- **PASSAGE SHOWN**
════

Washington, Mar 4 (ANI): Scientists have found that "knocking down" a gene called transcriptional coactivator PPARg coactivator-1b (PGC-1b) can protect mice on a diet loaded with high-fructose from insulin resistance.
Usually, insulin resistance is induced by diets full of high-fructose corn syrup, a sweetener found in most sodas and many other processed foods.
PGC-1b coactivates a number of transcription factors that control the activity of other genes, including one responsible for building fat in the liver.
And thus killing the gene in the animals' liver and fat tissue can even prevent the ill effects of insulin resistance.
"There has been a remarkable increase in consumption of high-fructose corn syrup. Fructose is much more readily metabolized to fat in the liver than glucose is and in the process can lead to nonalcoholic fatty liver disease," said Gerald Shulman of Yale University School of Medicine.
NAFLD, in turn, leads to hepatic insulin resistance and type II diabetes.
The researchers claimed that the wide and increasing use of high-fructose corn syrup sweeteners had made metabolic syndrome and type 2 diabetes to reach epidemic proportions worldwide.

════

- **PROVIDED MATERIAL**
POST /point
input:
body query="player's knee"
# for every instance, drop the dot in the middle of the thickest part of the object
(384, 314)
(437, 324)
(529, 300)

════

- **REQUIREMENT 1**
Please extract the part of the news item on the PGC-1b gene starting with "PGC-1b coactivates a" and going on through "type II diabetes.", word for word.
- **REQUIREMENT 2**
Continue the news item on the PGC-1b gene from its last sentence onward.

- **YOUR RESPONSE 1**
PGC-1b coactivates a number of transcription factors that control the activity of other genes, including one responsible for building fat in the liver.
And thus killing the gene in the animals' liver and fat tissue can even prevent the ill effects of insulin resistance.
"There has been a remarkable increase in consumption of high-fructose corn syrup. Fructose is much more readily metabolized to fat in the liver than glucose is and in the process can lead to nonalcoholic fatty liver disease," said Gerald Shulman of Yale University School of Medicine.
NAFLD, in turn, leads to hepatic insulin resistance and type II diabetes.

- **YOUR RESPONSE 2**
It was earlier shown that fructose is more readily converted to fatty acids than glucose, and that there's a link between high-fructose diets and high blood levels of triglycerides (a condition known as hypertriglyceridemia), NAFLD and insulin resistance. lthough the scientists implicated a gene known as SREBP-1, a master regulator of lipids' manufacture in the liver, not much was known about the underlying molecular connections between fructose and those metabolic disorders.
In the new study, the researchers focussed on PGC-1b, a gene known for boosting SREBP-1 levels.
For testing its role in the effects of fructose, they blocked its activity in mice fed a diet high in that sugar for four weeks.
The treatments improved the animals' metabolic profiles by lowering levels of SREBP-1, and other fat-building genes in their livers.
The mice also showed a reversal of their fructose-induced insulin resistance and a threefold increase in glucose uptake in their fat tissue.
"These data support an important role for PGC-1b in the pathogenesis of fructose-induced insulin resistance and suggest that PGC-1b inhibition may be a therapeutic target for treatment of NAFLD, hypertriglyceridemia, and insulin resistance associated with increased de novo lipogenesis," concluded the researchers.
The study has been published in the journal Cell Metabolism. (ANI)